- _GIVEN TASK_:
Answer these questions using the review of The Submarines' album Declare a New State:
(a) Which label released the album?
(b) Who is Blake Hazard's great-grandfather?
(c) Under what name did John Dragonetti previously work?

## begin EXTRACTED TEXT

The Submarines: Declare a New State

The Submarines
Declare a New State
Nettwerk
2006-06-20

Husband-and-wife team Blake Hazard and John Dragonetti are The Submarines. John Dragonetti in the past was Jack Drag, a minor ’90s indie songwriter; Blake Hazard is the great-granddaughter of F. Scott Fitzgerald. Declare a New State is the album they wrote for/about their breakup in 2004 and subsequent renewed relationship (hence, husband-and-wife team). Well, if this album truly has sprung from the couple’s platonic conception of themselves, it’s a remarkably optimistic, if formulaic one: these songs can’t help themselves but bubble over with the happiness of love, renewed.

Ah, husband and wife teams. Richard and Linda Thompson. Mates of State. (The White Stripes?) Like off-screen couples who find it difficult to capture the spark of their relationship on film, on disc hearing a man and a woman declaring their love for each other can be nauseating. Worse, hearing both voices on one song (when they are each taking the spotlight at different times) can bring on memories of unconscionable schmaltz and soft-focus ’80s videos.

## end EXTRACTED TEXT
## begin RECORDED INFORMATION

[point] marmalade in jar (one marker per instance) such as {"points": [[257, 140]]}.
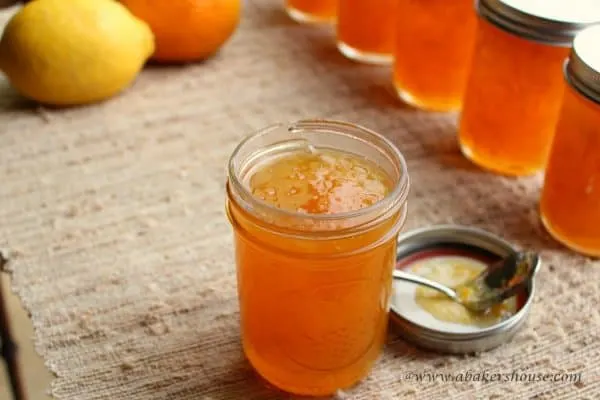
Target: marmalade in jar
{"points": [[515, 85], [315, 243], [511, 102], [432, 52], [312, 11], [570, 199], [365, 30]]}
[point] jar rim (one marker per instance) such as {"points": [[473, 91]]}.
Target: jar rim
{"points": [[579, 72], [530, 26], [397, 196]]}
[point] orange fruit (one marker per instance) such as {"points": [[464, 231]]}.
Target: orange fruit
{"points": [[187, 30]]}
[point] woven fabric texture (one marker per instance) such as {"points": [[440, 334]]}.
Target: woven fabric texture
{"points": [[113, 218]]}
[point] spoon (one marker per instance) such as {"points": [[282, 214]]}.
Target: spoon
{"points": [[493, 285]]}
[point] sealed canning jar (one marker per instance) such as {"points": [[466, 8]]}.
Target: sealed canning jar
{"points": [[515, 85], [316, 208], [312, 11], [570, 201], [432, 52], [365, 30]]}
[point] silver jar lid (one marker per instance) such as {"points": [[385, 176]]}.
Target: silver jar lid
{"points": [[554, 22], [416, 326], [583, 67]]}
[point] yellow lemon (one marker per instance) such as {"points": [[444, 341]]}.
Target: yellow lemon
{"points": [[73, 52]]}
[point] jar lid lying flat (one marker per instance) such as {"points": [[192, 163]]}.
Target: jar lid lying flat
{"points": [[442, 247], [583, 67], [554, 22]]}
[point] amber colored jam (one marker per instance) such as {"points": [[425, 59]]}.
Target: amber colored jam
{"points": [[570, 200], [312, 10], [433, 45], [365, 29], [314, 310], [511, 102]]}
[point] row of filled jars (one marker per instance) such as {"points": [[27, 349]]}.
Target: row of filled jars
{"points": [[524, 76]]}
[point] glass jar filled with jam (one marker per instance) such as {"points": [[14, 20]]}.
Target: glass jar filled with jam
{"points": [[515, 85], [312, 11], [570, 200], [316, 208], [365, 30], [432, 52]]}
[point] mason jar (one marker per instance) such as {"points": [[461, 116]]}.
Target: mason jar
{"points": [[570, 199], [315, 288], [513, 94]]}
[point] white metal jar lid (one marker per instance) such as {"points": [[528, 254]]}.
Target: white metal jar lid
{"points": [[583, 66], [554, 22], [417, 329]]}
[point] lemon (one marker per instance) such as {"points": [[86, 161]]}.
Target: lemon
{"points": [[73, 52]]}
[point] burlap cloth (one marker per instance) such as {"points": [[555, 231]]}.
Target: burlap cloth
{"points": [[113, 218]]}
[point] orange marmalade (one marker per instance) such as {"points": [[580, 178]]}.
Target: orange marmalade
{"points": [[312, 11], [365, 30], [513, 94], [570, 200], [315, 240], [432, 52]]}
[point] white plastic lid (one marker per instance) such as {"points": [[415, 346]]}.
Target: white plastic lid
{"points": [[572, 11]]}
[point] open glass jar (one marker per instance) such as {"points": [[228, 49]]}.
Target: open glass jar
{"points": [[314, 288], [570, 200], [513, 94]]}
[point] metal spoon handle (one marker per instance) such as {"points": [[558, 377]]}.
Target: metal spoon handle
{"points": [[408, 277]]}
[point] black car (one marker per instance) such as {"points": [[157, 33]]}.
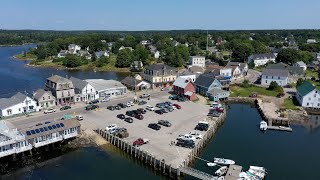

## end RECORDED INFORMATION

- _OUTPUT OF THE TASK_:
(a) Nettwerk
(b) F. Scott Fitzgerald
(c) Jack Drag